### [Your assignment]
In the COVID-19 tweets dataset description, translate the sentence "Complying with Twitter's content redistribution policy, only the tweet IDs are shared." into Spanish.

### [Excerpt to read]
Start of Block
Coronavirus (COVID-19) Geo-tagged Tweets Dataset

4.444445
9 ratings - Please login to submit your rating.

Abstract 

This dataset contains IDs and sentiment scores of the geo-tagged tweets related to the COVID-19 pandemic. The tweets are captured by an on-going project deployed at https://live.rlamsal.com.np. The model monitors the real-time Twitter feed for coronavirus-related tweets using 90+ different keywords and hashtags that are commonly used while referencing the pandemic. Complying with Twitter's content redistribution policy, only the tweet IDs are shared. You can re-construct the dataset by hydrating these IDs. The tweet IDs in this dataset belong to the tweets tweeted providing an exact location.
End of Block
Items from a data source:
Start of Block
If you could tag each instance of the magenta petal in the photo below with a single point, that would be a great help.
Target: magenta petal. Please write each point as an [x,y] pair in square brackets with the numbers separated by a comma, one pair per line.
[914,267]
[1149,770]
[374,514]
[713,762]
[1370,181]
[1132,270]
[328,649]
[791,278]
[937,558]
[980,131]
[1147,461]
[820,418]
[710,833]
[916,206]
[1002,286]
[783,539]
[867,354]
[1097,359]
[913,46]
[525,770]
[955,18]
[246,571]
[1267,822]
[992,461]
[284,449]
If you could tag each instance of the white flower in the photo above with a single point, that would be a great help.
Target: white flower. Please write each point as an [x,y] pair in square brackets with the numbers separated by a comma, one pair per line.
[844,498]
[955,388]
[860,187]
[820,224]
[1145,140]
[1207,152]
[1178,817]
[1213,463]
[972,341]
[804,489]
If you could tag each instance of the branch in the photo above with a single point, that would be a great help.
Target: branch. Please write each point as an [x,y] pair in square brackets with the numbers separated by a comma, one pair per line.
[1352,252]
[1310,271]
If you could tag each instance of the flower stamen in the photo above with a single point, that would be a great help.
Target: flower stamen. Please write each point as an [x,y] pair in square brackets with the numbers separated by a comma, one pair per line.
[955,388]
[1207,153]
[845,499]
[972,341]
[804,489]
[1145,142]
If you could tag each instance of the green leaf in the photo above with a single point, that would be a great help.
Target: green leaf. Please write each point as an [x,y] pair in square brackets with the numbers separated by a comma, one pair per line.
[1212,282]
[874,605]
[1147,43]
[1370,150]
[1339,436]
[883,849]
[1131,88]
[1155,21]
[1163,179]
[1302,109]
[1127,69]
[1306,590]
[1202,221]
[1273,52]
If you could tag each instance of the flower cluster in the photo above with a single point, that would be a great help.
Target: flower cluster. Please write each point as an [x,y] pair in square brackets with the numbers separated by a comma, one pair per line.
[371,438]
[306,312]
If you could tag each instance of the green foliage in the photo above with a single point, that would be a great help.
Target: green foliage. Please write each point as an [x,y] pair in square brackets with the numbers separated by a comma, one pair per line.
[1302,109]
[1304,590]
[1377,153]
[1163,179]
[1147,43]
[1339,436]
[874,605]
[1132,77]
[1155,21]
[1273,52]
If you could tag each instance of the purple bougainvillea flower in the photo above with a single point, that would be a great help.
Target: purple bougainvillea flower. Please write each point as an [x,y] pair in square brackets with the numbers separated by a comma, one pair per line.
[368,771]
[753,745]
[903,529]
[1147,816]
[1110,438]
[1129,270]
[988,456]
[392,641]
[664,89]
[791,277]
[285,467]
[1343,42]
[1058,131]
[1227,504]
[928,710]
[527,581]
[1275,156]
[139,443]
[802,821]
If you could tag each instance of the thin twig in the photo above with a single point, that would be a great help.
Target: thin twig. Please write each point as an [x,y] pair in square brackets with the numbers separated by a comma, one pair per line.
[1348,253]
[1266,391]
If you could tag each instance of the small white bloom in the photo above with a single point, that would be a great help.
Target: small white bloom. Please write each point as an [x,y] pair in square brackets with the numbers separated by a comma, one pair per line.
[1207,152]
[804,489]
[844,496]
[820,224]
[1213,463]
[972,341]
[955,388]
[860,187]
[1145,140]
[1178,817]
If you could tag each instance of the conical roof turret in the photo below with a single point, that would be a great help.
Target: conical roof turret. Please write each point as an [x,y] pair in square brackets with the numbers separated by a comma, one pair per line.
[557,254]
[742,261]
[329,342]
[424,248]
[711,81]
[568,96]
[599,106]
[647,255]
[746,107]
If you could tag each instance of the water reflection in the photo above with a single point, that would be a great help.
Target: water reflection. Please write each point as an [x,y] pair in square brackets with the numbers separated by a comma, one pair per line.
End of Block
### [Response to the task]
Para cumplir con la política de redistribución de contenido de Twitter, solo se comparten los ID de los tuits.